FRAGMENTO CITADO:
+---+
Un grupo reducido de personas es responsable de la soberanía del único planeta del universo donde existe la vida. No sé hasta qué punto os asombra lo absurdo de esta situación. A veces, cuando lo pienso, siento un mareo y tengo la impresión de haberme trasladado a uno de esos infinitos universos paralelos donde la lógica no funciona de la forma habitual. Un universo gobernado por leyes disparatadas, aunque menos fascinantes que las del País de las Maravillas de Alicia. Para empezar, ¿de dónde emana esta autoridad que nos inviste como amos y señores del planeta? ¿Lo somos por nacimiento o por derecho divino? ¿O acaso por nuestra manifiesta superioridad sobre el resto de las especies, cuyas carencias intelectuales debemos suplir como buenos tutores? ¿O quizá se trata de una simple cuestión de sana democracia y depende de nuestro número?

Si dejamos a un lado el derecho de nacimiento y el derecho divino, cuya verificación lógica está más allá de nuestras capacidades, las posibilidades son básicamente dos. Primera: somos los amos y señores de la Tierra porque somos la especie más numerosa; la llamaremos la «opción democrática». Segunda: somos los amos y señores de la Tierra porque somos mejores que el resto de las especies vivas del planeta; la llamaremos la «opción aristocrática» (la cual, para satisfacción de los más nostálgicos, incluye el derecho de nacimiento y el derecho divino).
+---+
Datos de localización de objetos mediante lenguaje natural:
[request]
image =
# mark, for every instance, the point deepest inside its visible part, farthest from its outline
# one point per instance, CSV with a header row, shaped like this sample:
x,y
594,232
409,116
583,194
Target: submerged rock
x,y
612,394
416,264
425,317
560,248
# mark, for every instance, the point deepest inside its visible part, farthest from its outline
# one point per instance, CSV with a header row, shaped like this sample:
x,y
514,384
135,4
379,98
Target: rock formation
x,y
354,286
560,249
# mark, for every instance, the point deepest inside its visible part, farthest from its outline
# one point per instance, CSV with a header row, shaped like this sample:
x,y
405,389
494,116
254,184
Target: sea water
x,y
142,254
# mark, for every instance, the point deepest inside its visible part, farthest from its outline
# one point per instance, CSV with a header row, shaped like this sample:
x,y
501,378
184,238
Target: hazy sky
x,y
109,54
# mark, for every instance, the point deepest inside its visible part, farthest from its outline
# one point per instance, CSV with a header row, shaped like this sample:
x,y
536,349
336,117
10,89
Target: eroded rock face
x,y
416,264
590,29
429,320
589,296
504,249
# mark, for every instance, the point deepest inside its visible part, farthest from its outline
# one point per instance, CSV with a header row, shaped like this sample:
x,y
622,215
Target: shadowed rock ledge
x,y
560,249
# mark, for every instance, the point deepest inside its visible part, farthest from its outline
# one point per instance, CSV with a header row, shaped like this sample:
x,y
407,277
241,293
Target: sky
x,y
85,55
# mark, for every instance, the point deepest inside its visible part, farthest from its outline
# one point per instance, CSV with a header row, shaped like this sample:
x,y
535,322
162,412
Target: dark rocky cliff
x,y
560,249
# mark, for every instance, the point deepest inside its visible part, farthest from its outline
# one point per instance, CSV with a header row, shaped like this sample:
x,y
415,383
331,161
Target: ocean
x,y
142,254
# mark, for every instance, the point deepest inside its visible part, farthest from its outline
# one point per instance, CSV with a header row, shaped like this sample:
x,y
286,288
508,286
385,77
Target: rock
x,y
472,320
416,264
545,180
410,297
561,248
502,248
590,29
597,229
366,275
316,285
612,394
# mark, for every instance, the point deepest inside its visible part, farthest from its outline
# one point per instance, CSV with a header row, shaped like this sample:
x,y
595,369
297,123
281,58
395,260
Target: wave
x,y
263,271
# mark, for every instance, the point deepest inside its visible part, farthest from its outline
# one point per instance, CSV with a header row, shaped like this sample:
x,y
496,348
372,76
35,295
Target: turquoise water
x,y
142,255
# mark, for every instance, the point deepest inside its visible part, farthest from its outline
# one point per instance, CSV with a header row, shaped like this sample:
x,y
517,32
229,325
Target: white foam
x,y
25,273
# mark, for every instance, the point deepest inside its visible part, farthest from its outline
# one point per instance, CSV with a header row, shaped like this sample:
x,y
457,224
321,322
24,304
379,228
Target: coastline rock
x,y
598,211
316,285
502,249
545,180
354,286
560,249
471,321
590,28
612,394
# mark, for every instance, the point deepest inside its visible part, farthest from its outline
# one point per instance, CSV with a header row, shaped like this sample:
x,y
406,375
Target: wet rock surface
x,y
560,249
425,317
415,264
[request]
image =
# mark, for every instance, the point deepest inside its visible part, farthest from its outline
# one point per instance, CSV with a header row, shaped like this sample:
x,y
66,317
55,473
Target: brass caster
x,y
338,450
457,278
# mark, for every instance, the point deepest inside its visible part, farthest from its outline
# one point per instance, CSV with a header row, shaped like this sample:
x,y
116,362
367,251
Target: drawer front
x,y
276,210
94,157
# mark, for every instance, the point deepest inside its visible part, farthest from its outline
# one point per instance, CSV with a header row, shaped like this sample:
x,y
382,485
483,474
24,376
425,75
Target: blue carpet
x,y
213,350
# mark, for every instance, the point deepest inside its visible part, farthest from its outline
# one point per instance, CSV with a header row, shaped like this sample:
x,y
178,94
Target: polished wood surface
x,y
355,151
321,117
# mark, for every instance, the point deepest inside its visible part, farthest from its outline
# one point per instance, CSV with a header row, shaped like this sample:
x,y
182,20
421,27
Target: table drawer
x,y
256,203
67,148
+---+
TAREAS POR REALIZAR:
a. Transcribe sin cambios el tramo del fragmento citado que va desde "Un grupo reducido" hasta "de nuestro número?".
b. ¿Qué oraciones interrogativas contiene el fragmento citado? Cópialas todas en el orden en que aparecen.
c. ¿Cómo seguiría el fragmento citado? Continúalo a partir de su última oración.

LISTA DE RESPUESTAS:
a.
Un grupo reducido de personas es responsable de la soberanía del único planeta del universo donde existe la vida. No sé hasta qué punto os asombra lo absurdo de esta situación. A veces, cuando lo pienso, siento un mareo y tengo la impresión de haberme trasladado a uno de esos infinitos universos paralelos donde la lógica no funciona de la forma habitual. Un universo gobernado por leyes disparatadas, aunque menos fascinantes que las del País de las Maravillas de Alicia. Para empezar, ¿de dónde emana esta autoridad que nos inviste como amos y señores del planeta? ¿Lo somos por nacimiento o por derecho divino? ¿O acaso por nuestra manifiesta superioridad sobre el resto de las especies, cuyas carencias intelectuales debemos suplir como buenos tutores? ¿O quizá se trata de una simple cuestión de sana democracia y depende de nuestro número?

b.
1. ¿de dónde emana esta autoridad que nos inviste como amos y señores del planeta?
2. ¿Lo somos por nacimiento o por derecho divino?
3. ¿O acaso por nuestra manifiesta superioridad sobre el resto de las especies, cuyas carencias intelectuales debemos suplir como buenos tutores?
4. ¿O quizá se trata de una simple cuestión de sana democracia y depende de nuestro número?

c.
Empecemos con la opción democrática, a pesar de que estoy seguro de que la mayor parte de mis cultos lectores ya tienen claro que esta no puede ser la razón. El ser humano, con sus algo más de 7.500 millones de individuos, representa una cantidad de biomasa (es decir, de masa viva) equivalente a una diezmilésima parte de toda la biomasa del planeta.

De los 550 gigatones (un gigatón equivale a mil millones de toneladas) de biomasa carbónica que hay en la Tierra, los animales constituyen unos dos gigatones, de los cuales la mitad son insectos; los peces equivalen a otros 0,7 gigatones, y el 0,3 restante incluye a los mamíferos, las aves, los nematodos y los moluscos. Por sí solos, los hongos tienen una biomasa seis veces superior a la de los animales (doce gigatones). Las plantas (450 gigatones) representan más del 80 % de la biomasa terrestre, mientras que los humanos, con sus 0,06 gigatones equivalen a un 0,01 %.5 Salta a la vista que no es precisamente en virtud de nuestro número que ejercemos la soberanía sobre la Tierra. Tanto por número como por relevancia, dicha soberanía debería corresponder a las plantas».